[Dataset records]
════════════════════

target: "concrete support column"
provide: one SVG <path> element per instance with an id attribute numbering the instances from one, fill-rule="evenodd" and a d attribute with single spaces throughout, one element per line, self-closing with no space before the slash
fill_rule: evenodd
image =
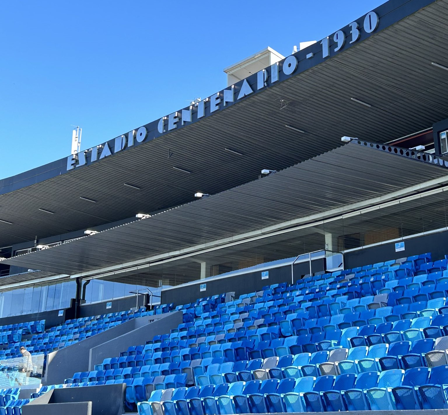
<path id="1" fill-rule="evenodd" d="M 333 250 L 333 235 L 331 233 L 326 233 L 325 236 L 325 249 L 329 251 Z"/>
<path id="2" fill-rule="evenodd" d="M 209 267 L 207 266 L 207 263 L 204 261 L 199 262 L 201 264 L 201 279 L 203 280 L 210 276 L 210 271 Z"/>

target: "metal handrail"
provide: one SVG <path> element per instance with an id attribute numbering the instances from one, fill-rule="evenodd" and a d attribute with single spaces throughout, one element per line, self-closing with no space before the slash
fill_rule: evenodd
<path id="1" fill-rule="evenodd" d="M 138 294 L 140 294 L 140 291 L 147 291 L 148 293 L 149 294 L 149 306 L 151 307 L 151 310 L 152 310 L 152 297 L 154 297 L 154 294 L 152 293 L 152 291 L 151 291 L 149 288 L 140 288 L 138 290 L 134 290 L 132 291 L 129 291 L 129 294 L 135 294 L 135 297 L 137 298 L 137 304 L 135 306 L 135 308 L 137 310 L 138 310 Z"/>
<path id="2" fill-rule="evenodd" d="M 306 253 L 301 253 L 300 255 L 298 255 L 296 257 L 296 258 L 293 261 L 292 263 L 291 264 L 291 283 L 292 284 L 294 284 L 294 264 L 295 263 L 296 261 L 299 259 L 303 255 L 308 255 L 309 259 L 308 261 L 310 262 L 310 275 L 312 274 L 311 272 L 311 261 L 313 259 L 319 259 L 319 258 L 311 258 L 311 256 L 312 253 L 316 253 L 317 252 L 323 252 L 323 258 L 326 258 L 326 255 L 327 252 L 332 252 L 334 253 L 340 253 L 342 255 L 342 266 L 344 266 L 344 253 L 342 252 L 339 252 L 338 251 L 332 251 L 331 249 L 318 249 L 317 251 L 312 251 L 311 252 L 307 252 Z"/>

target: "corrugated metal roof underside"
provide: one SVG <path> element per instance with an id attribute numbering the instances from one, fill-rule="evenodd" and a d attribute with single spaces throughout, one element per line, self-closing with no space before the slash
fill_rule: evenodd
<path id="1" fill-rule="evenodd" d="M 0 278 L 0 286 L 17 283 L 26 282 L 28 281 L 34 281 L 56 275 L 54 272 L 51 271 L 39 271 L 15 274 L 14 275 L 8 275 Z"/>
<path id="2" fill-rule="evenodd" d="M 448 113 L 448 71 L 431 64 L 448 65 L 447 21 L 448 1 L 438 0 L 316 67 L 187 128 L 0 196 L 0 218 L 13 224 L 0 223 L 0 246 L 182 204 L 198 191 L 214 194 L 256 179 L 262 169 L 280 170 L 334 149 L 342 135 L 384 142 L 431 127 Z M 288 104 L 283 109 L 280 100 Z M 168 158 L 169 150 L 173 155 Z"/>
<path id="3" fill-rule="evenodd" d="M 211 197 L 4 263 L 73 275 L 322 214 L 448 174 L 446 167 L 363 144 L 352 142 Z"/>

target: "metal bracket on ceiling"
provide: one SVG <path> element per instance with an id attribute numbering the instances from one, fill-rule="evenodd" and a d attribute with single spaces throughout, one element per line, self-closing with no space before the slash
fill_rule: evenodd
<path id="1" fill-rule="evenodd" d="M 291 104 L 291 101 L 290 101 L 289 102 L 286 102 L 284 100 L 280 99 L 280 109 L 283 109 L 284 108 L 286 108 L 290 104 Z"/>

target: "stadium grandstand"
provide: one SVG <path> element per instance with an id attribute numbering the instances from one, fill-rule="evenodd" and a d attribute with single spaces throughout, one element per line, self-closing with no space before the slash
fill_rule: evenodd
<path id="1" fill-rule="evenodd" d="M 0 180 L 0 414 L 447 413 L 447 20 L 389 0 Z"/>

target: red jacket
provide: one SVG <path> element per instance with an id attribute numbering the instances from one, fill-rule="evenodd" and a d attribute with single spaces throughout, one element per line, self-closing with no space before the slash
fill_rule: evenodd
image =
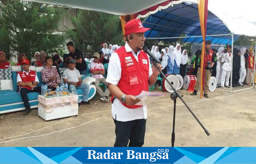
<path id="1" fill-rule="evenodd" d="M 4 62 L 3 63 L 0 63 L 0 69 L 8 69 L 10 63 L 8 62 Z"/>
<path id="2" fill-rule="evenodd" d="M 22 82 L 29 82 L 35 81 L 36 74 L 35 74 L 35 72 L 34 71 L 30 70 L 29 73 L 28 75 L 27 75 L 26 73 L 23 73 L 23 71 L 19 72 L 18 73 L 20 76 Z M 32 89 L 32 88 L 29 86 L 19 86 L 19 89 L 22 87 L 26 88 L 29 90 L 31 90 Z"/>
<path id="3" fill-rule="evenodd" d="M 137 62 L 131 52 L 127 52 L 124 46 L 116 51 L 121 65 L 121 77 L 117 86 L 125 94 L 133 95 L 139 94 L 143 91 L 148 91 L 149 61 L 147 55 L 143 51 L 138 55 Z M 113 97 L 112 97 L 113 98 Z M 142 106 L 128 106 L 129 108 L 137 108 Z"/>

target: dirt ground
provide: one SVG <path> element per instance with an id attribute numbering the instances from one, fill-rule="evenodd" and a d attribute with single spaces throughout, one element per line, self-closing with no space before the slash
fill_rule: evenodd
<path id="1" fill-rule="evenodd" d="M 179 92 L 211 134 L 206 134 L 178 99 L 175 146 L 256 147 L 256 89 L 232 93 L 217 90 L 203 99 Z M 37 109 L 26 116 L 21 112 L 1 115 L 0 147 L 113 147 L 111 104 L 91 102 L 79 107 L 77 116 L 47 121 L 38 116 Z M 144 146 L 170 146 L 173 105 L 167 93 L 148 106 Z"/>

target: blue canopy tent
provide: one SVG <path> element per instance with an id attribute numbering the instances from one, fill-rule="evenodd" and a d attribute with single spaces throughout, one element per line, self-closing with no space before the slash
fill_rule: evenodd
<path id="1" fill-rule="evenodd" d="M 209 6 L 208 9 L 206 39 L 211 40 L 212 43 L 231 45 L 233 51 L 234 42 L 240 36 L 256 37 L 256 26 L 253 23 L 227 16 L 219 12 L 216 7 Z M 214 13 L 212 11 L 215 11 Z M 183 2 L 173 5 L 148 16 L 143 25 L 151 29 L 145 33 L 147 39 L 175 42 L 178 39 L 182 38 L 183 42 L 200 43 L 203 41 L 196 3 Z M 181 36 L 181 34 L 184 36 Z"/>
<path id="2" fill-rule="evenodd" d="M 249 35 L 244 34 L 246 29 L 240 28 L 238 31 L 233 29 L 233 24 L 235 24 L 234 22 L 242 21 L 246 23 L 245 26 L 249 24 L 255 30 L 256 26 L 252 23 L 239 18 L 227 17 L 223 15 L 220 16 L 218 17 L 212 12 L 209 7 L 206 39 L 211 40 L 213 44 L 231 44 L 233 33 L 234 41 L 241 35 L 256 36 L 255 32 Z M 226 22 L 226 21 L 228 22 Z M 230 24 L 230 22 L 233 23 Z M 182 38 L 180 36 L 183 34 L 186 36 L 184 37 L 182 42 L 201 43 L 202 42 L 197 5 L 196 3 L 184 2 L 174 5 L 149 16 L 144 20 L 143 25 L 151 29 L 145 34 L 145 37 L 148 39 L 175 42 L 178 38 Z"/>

════════════════════

WHAT YOU NEED TO DO
Convert the records above, from their first line through the line containing "209 267 L 207", into a Markdown table with a Row column numbering each line and a Line column holding it. Skip any blank lines and omit the pictures.

SOLUTION TO THIS PROBLEM
| Row | Line |
|---|---|
| 1 | target: "concrete support column" |
| 2 | provide: one SVG <path> element per instance with an id attribute numbering the instances from one, fill-rule="evenodd" and a d attribute with single spaces throughout, one element per line, self-closing with no space before the slash |
| 3 | fill_rule: evenodd |
| 4 | image = |
| 5 | <path id="1" fill-rule="evenodd" d="M 333 250 L 333 235 L 331 233 L 326 233 L 325 236 L 325 249 L 329 251 Z"/> |
| 6 | <path id="2" fill-rule="evenodd" d="M 209 267 L 207 266 L 207 263 L 204 261 L 199 262 L 201 264 L 201 279 L 203 280 L 210 276 L 210 271 Z"/> |